WHAT YOU SHOULD DO:
Can you transcribe every entry word for word, skipping the images?

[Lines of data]
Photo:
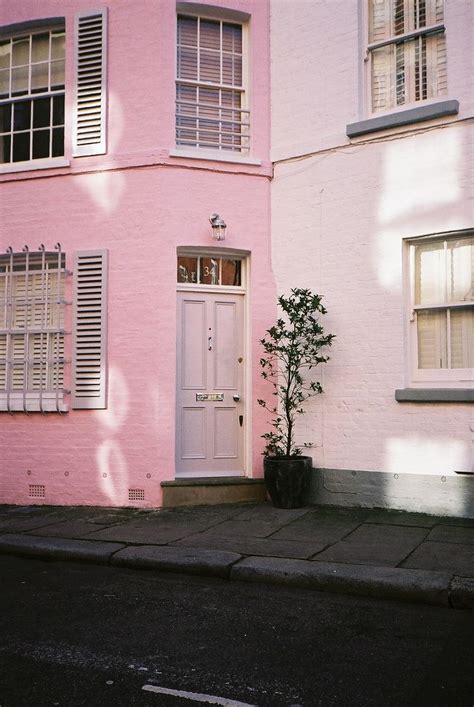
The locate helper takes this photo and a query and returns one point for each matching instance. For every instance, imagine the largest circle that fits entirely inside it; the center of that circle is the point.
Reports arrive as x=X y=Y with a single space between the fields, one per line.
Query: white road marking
x=196 y=696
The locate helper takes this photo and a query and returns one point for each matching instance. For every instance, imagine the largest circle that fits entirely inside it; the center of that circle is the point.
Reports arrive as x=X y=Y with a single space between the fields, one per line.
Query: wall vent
x=36 y=490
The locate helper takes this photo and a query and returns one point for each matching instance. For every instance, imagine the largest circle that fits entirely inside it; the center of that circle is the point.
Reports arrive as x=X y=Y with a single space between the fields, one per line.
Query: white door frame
x=244 y=256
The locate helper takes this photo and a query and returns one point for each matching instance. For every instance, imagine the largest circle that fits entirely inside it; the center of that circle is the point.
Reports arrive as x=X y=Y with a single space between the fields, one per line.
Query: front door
x=210 y=379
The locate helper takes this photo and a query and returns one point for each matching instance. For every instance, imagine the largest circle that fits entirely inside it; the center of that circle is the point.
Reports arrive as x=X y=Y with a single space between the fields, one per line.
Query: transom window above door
x=209 y=270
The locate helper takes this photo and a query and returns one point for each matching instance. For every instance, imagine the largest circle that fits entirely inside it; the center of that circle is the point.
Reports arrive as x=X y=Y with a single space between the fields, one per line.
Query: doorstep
x=205 y=491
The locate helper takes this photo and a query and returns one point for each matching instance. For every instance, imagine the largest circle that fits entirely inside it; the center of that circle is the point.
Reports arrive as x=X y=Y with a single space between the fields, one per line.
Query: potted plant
x=292 y=347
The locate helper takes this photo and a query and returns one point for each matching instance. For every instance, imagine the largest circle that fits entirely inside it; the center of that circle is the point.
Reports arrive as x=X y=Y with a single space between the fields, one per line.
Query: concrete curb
x=401 y=584
x=382 y=582
x=58 y=548
x=177 y=559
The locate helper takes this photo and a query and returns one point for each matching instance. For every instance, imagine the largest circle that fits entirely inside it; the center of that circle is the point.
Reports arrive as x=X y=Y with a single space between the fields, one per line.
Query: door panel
x=210 y=372
x=225 y=345
x=193 y=366
x=193 y=439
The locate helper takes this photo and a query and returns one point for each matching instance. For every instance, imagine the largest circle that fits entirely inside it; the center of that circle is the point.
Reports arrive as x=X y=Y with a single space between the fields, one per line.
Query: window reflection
x=208 y=270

PROBLEM SOLUTION:
Photo:
The locate helper takes this photo and a query and returns one point for each matching instance. For every instance, imagine the largest circle that fits entirely inside it; the center of that circle is the point.
Reports arrive as x=X y=Y with a single space between the fields, one per line.
Query: white road marking
x=196 y=696
The locate helper takes this photo and a query and returns one point for each matching instance. For every instance, imagine the largest circle that fits entirely inside it; the center of that circle is the point.
Reports arrive as x=X y=Y with a single space between the fields, one per line.
Query: wall vent
x=36 y=490
The locate helper takes this photo and a query and returns one point for each matching instance. For every instance, imagine the largest circle that fits entirely inside it; the center of that circle is the point.
Reports arrive as x=X y=Y with a single space between the fields, one per line.
Query: white door frame
x=244 y=256
The locate helper takes this photo and a query and returns one point for each matching instance. For every instance, imagine the largest circle that fits entirely inside it; the center of that circle is the point.
Reports arrive as x=X y=Y with a single space between the fields, one per line.
Query: front door
x=210 y=379
The locate helper takes this photo and a query and returns one point for each matching instance. For every instance, imagine the largest circle that fits entirely inside it; the center of that circle is the point.
Reports arrive as x=X y=Y with a single space between the fields, one per line.
Query: transom window above door
x=209 y=270
The locate helper takes this photo and a query and returns one point for each matching instance. For every instance, imagine the largest circle that fits entirely inside it; the center of that circle is the point.
Reports arrive as x=X y=Y with a single space between the fields, one per line.
Query: doorstep
x=205 y=491
The locate helper takes this photo and a query and returns one point for each matching instance. For every instance, imagine the largest circle that fits entirely inside it; the center of that circle is the point.
Reports arrive as x=X y=Y with a single space between the fields, one per line.
Query: potted plant
x=292 y=347
The locate helper takes this photo and a query and returns one point for each matching instance. For every instance, imagine the largest circle that fits entirely inside it; the center of that circle is the point.
Reports arrive as x=X y=Y with a single space between the fields, one per line.
Query: concrete curb
x=401 y=584
x=382 y=582
x=58 y=548
x=177 y=559
The locate helper takes this photo and a query and returns one point for each matching instance. For every instance, imagine the largest circle that fits entirely inside it; the center of that circle is the point.
Reports arrive as x=X y=Y with a single space between the fields, one per line.
Query: door panel
x=210 y=372
x=225 y=345
x=193 y=366
x=193 y=439
The locate helper takes this photo and a query and returns one point for each matching instance. For every instance, imagine the largest circle that fits entirely inside it; the center of that circle is the point.
Reports arrive as x=X y=Y with a single space between the fields, one per line.
Query: window reflection
x=208 y=270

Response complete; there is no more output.